Excerpts of pointing data
^^^^^^^^^^^^^^^^

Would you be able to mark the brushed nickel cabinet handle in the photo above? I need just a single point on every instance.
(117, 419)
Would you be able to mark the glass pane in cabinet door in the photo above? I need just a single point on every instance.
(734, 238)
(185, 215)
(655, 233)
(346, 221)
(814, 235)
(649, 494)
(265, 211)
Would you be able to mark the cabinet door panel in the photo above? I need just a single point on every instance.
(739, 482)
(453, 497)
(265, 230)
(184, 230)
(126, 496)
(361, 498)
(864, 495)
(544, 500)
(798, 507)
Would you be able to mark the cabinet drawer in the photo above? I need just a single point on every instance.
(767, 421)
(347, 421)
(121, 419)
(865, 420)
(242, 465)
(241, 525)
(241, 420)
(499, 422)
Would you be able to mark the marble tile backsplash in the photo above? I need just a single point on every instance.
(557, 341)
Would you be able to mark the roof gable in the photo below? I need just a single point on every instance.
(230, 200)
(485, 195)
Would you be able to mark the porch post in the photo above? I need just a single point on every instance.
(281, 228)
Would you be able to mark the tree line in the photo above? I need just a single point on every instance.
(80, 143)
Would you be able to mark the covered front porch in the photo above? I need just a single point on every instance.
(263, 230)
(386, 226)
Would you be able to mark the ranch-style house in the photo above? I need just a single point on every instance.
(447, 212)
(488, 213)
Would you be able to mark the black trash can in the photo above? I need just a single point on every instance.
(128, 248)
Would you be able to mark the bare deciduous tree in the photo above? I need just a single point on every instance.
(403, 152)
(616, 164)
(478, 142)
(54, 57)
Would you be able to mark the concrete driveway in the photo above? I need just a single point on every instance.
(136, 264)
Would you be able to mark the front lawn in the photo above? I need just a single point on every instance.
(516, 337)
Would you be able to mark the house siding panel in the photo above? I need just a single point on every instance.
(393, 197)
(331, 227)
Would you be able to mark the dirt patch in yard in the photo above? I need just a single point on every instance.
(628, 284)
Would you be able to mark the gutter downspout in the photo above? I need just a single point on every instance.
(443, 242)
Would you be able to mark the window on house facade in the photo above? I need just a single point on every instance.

^^^^^^^^^^^^^^^^

### WHAT NEEDS TO BE DONE
Rewrite every row from the one containing "Would you be able to mark the front" down to the last row, keeping each request as it is. Scale each coordinate in the answers by 1.7, rounding to whole numbers with halves rounded up.

### RESPONSE
Would you be able to mark the front lawn in the photo above? I need just a single point on every instance.
(877, 573)
Would you be able to mark the house siding panel in the photo above? I need just a single point on every instance.
(668, 335)
(563, 386)
Would you be able to mark the dirt patch in yard in the photo above? I need just a single point on every instance.
(1068, 483)
Would you be able to mark the gutter downspout in the photo above? I need just a single point on every instance.
(753, 411)
Would you be able to mark the window on house facade in the photo above? I need just a single point on every instance.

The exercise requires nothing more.